• TASK LIST:
• 1. Do these statements agree with the post about Mr. Rogers below? For each one, answer yes or no and quote the words of the post that decide it.
(a) Fred Rogers wrote all of the scripts and songs for his show.
(b) The movie is mainly a biopic.
(c) Tom Junod's Esquire article appeared in 1998.
• 2. According to the post about Mr. Rogers below, in which two cities did Tom Junod follow Rogers around?
• 3. Carry on the post about Mr. Rogers below, starting right after its final sentence.

• GIVEN PASSAGE:
##########
Posted by Chuck Evans on Dec 10, 2019 9:15:00 AM

genuine attention to children

For about three days over the Thanksgiving break, I thought about Mr. Rogers. Actually, I obsessed over him—couldn’t get him off of my mind.

It all started when I read a remembrance in homage to the new Tom Hanks movie “A Beautiful Day in the Neighborhood”. I had forgotten Mr. Rogers wrote all of the scripts and songs for “Mr. Rogers’ Neighborhood,” not to mention creating and performing all of the puppets and their voices. Or that he was an accomplished classical and jazz pianist. I did remember he was a Presbyterian minister, but not that his ordaining pastor charged him with his television show as his ministry.

Then, I read a review of the movie itself describing that it’s not really a biopic or even so much about the TV show as about Fred Rogers’ collection of misfit toys he befriended, prayed for, and remembered over the years, including a journalist for Esquire in the 1990s.

Then, we went to see the movie. Whatever the professional critics have said, I’ll tell you: Go see it. It’s warm, funny, sad, comforting, guilt-inducing, God-honoring, and just a little bit maddening. Most of all, it explains the power of nearly 40 years of “Mr. Rogers’ Neighborhood,” because it authentically reveals (with some fictional license) who Fred Rogers was and what made him tick.

Then, I read the 1998 cover article Tom Junod wrote about Rogers for Esquire on which the movie is mostly based. After days and days of following the children’s television celebrity around in Pittsburgh and New York, Junod draws one of several simple conclusions: Mr. Rogers thought about children all of the time. It was his spiritual discipline. He cared deeply—anguished—about helping children to understand their emotions, to celebrate or accept the joys and tragedies of ordinary life, and to live and love with clarity and empathy.

fostering joy with children

So, after more than half of a week of humming “It’s A Beautiful Day in the Neighborhood” and “It’s You I Like” and “What Do You Do With the Mad That You Feel?” while I brushed my teeth and cooked dinner and ran Thanksgiving week errands, I tried to boil down why I felt so taken with the PBS maestro after all these years.
##########
(Coordinate annotation rows)
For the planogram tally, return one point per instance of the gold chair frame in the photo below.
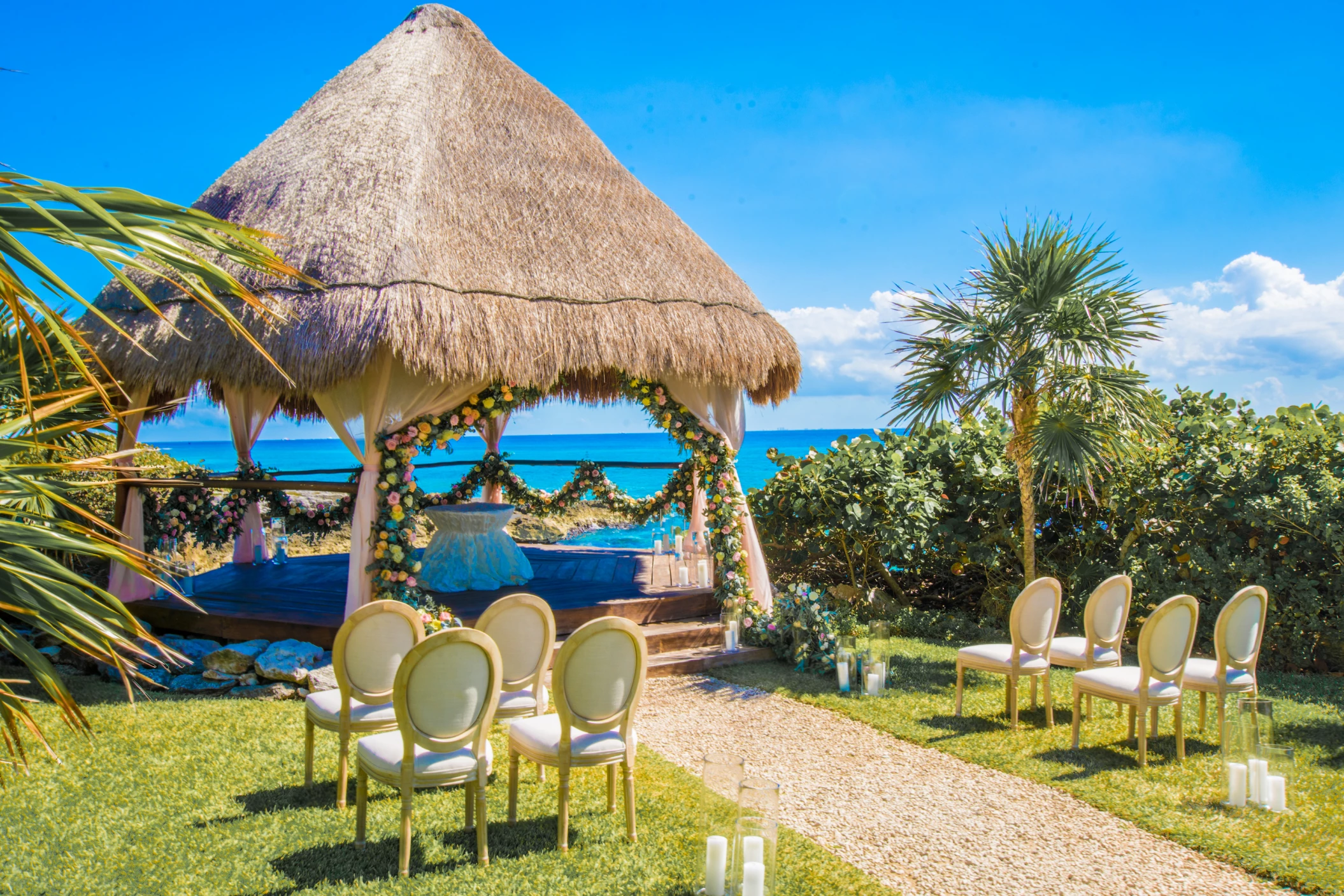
(345, 727)
(1019, 646)
(1225, 658)
(476, 735)
(622, 719)
(1141, 702)
(534, 679)
(1090, 634)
##########
• REPLIES:
• 1.
(a) Yes: "Mr. Rogers wrote all of the scripts and songs for “Mr. Rogers’ Neighborhood,”"
(b) No: "it’s not really a biopic or even so much about the TV show"
(c) Yes: "the 1998 cover article Tom Junod wrote about Rogers for Esquire"

• 2. Pittsburgh and New York.

• 3.
I think it comes down to this: though he hated being called a saint and his personal theology was probably more liberal than mine, he acted more like Jesus in public and private than maybe anyone in our lifetime—at least anyone on television. Jesus beckoned children to him and upbraided the adults who assumed that the Messiah wouldn’t have time for childhood.

In Matthew 19, Jesus is battling Pharisees on the sticky, legal topic of divorce. He’s also conducting one of the weightier conversations recorded in the Gospels with a rich young man who thinks he can work his way into eternal life. Sandwiched in between these two heavy topics, Jesus encounters children, whose parents have brought them to Him for a traditional blessing. Based on His rebuke of His disciples, you get the feeling Jesus was the first person—the perfect model—to think about children all of the time. He didn't allow the importance of His mission to stop Him from taking opportunity to see and love the children, to model to those around Him how very important they are.  

So, in these, the busiest weeks of every school year, let’s pay attention to the children. As parents, let’s be careful not to replace genuine attention and affection with battery-operated stuff. As teachers, let’s not allow the racing from recess to rehearsals to programs to parties to exams obscure opportunities to foster joy. More than anything, let’s not forget to tell them what Mr. Rogers, like Jesus, told generations of pint-sized viewers every day: “It’s you I like.”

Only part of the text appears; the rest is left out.